§ **Assignment**:
If a line in the records below contains the word "target", return that line.
◆ ◆ ◆
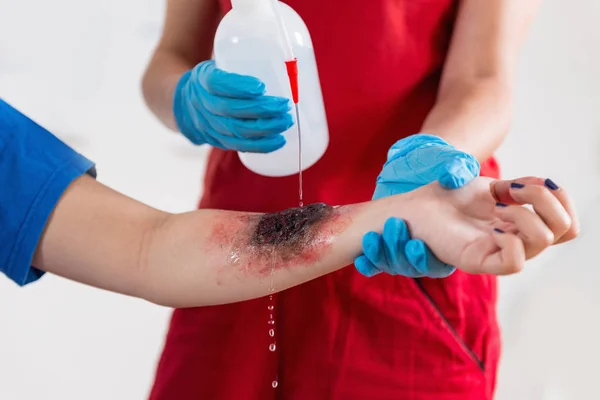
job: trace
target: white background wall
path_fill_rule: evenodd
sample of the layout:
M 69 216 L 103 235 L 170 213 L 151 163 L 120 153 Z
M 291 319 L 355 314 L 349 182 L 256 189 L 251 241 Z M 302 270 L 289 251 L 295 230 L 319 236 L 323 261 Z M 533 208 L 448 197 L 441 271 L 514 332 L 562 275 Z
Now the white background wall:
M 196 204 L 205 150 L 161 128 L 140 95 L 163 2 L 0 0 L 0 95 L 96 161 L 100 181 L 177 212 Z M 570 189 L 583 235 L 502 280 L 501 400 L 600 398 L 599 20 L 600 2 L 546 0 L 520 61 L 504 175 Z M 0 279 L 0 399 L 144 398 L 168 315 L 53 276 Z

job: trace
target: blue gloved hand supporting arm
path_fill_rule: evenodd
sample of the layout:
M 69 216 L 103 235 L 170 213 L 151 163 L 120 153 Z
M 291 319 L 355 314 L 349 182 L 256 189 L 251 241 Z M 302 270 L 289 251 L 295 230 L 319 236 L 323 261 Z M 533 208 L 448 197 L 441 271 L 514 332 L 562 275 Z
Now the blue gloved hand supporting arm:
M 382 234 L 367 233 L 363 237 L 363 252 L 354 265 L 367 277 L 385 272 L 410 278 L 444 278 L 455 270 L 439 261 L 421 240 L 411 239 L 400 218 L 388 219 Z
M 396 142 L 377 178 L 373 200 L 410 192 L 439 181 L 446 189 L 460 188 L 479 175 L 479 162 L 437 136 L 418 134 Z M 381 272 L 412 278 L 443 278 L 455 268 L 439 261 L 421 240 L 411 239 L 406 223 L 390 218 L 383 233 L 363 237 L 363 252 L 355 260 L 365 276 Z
◆ ◆ ◆
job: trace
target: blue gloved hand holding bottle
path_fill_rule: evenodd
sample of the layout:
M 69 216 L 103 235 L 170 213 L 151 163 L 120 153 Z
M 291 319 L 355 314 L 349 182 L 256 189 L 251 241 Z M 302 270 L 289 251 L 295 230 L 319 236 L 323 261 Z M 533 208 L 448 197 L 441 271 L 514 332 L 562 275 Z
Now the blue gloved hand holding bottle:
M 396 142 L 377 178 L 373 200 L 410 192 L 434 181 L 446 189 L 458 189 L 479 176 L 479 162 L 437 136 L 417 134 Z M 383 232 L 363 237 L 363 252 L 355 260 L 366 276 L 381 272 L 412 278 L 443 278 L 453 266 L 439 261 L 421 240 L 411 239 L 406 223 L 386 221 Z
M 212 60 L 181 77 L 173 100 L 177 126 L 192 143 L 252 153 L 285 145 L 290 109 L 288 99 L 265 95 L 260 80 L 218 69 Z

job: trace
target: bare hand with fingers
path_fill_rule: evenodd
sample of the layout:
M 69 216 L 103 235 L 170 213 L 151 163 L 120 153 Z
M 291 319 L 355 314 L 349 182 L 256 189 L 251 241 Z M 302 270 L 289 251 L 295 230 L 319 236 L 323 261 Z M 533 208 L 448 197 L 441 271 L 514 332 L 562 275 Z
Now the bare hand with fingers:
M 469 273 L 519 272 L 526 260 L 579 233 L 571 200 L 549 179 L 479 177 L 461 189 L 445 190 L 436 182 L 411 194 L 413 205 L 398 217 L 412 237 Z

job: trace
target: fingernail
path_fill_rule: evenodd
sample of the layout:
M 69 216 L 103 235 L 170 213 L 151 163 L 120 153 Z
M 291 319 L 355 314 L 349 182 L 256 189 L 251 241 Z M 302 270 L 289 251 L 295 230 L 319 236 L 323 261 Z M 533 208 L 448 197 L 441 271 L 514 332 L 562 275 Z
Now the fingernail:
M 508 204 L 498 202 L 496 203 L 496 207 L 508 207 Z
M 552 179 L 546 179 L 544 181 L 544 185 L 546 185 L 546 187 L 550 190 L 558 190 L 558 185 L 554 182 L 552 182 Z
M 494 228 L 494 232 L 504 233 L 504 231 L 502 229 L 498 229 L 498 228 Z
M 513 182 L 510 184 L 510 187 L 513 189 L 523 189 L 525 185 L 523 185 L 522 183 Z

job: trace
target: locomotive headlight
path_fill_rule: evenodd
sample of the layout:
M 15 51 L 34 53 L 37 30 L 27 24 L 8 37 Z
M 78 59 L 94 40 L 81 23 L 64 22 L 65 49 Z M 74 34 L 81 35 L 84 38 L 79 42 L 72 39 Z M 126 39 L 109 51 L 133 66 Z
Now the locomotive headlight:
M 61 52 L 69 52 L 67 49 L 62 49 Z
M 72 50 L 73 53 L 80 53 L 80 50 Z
◆ ◆ ◆
§ **Answer to this task**:
target: white background wall
target: blue gloved hand supporting arm
target: blue gloved hand holding bottle
target: bare hand with fingers
target: fingernail
target: locomotive headlight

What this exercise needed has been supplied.